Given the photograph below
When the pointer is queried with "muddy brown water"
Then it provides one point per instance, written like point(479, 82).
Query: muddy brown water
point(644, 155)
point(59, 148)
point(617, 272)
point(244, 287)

· · · · · · ·

Reproduce the listing above in full, including its requests, but offset every coordinate in the answers by adding 72 to each number.

**Response to this exercise:**
Given the photograph below
When the pointer is queried with "muddy brown water"
Then it provides one point per instance, written like point(479, 82).
Query: muddy brown water
point(716, 227)
point(131, 220)
point(689, 344)
point(316, 359)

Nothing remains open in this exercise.